• _Work request_
Nothing should be output except the lines from the top of the material below through the line that contains "488, row 225.", each exactly as written.

----------------------------------------

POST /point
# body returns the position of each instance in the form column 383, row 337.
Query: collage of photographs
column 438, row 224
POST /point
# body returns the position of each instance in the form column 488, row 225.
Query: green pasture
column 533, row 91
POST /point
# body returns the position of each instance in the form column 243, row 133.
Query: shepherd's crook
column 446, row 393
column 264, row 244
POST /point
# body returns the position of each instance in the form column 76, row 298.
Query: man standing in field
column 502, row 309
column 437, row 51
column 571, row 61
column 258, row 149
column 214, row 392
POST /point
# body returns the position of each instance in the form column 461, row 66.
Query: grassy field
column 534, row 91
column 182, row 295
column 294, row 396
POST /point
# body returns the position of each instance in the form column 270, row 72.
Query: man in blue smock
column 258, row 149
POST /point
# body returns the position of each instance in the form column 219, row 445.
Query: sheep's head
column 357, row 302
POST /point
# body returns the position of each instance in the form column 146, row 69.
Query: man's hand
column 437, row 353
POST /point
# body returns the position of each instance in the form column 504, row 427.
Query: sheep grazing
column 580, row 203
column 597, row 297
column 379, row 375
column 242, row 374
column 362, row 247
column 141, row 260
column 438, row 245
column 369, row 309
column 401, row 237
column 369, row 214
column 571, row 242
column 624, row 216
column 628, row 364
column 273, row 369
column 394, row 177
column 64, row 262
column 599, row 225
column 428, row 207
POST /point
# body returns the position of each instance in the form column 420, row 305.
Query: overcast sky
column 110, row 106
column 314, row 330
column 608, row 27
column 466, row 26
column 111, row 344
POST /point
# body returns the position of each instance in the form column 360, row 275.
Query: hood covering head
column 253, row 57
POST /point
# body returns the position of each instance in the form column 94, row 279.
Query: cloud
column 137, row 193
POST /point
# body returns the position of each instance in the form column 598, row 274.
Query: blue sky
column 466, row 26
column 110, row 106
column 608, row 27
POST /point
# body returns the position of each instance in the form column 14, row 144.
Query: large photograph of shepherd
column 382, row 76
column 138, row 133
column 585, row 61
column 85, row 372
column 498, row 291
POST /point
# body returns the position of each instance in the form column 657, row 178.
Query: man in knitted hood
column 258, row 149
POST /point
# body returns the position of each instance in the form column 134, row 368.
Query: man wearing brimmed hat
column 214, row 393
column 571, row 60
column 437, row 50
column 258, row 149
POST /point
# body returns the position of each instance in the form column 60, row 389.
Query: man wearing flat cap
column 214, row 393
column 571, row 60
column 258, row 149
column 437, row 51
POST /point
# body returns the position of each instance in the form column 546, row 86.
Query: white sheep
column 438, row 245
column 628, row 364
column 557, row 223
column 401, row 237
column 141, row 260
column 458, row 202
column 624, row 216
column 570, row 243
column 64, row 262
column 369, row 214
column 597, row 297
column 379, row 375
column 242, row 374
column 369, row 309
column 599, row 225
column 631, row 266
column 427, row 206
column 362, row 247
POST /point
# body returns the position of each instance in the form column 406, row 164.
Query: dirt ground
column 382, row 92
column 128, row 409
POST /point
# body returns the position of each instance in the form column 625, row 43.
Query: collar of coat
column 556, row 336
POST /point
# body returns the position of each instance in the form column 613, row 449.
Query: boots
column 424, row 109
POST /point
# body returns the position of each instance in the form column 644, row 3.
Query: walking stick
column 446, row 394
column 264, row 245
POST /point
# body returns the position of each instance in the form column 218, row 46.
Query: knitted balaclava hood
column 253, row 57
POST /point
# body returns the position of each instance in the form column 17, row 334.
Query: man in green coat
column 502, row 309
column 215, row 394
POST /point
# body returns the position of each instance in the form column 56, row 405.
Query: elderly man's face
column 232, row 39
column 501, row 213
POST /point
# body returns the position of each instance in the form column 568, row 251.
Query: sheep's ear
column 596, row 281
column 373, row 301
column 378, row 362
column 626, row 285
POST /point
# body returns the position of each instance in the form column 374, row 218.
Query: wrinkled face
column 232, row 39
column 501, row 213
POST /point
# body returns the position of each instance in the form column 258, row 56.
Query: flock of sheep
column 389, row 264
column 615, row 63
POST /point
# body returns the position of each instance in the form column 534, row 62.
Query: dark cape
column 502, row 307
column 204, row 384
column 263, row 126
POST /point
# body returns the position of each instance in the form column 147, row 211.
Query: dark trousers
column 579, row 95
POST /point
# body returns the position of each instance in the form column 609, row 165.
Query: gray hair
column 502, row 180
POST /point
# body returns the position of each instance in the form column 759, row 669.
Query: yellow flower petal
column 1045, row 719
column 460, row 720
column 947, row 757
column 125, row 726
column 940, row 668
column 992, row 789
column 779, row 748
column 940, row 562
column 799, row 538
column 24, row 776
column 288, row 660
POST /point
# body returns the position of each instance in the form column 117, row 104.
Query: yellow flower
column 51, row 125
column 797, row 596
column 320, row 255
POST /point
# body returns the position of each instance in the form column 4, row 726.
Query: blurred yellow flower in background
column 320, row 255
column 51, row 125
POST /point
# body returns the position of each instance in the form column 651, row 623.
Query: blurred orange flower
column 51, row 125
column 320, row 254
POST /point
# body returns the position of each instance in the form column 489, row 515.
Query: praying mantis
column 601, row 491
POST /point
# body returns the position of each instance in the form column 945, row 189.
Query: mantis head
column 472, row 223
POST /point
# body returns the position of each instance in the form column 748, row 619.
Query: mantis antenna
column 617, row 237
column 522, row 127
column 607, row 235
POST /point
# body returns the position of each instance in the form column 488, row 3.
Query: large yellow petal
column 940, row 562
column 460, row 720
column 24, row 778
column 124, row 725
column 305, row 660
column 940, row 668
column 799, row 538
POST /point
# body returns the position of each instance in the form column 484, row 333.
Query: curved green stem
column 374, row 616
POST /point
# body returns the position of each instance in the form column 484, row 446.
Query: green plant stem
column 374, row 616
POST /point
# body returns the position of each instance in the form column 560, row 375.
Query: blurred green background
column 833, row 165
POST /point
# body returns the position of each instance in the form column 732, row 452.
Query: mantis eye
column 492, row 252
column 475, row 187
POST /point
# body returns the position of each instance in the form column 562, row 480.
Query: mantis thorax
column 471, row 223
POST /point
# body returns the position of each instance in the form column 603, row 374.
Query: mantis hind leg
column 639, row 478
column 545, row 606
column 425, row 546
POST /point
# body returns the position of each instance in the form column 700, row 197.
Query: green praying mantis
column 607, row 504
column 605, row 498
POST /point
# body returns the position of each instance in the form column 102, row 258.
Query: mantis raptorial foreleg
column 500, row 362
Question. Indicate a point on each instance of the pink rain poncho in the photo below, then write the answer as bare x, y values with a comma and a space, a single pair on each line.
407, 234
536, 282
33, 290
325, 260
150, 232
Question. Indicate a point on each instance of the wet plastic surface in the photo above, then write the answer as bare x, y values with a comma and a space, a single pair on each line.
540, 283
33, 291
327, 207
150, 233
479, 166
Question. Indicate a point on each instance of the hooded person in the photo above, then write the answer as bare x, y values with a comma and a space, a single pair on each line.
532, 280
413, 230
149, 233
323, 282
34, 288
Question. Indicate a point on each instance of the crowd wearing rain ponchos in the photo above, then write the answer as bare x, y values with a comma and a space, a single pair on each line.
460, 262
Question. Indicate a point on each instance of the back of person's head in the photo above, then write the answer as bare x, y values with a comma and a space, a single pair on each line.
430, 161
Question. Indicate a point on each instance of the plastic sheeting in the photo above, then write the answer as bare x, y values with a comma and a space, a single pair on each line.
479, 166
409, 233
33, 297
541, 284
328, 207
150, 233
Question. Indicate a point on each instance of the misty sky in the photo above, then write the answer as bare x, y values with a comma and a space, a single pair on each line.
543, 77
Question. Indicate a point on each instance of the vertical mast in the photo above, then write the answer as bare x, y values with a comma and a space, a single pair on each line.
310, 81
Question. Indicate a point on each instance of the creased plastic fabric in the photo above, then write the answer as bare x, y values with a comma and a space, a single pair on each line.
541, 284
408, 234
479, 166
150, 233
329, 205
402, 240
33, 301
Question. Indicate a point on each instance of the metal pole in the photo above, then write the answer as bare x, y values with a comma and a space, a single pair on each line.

----------------------------------------

• _Written answer_
POST /point
# body returns the position of each instance in the form column 383, row 337.
Query: collage of photographs
column 438, row 224
POST /point
# body returns the position of each instance in the form column 488, row 225.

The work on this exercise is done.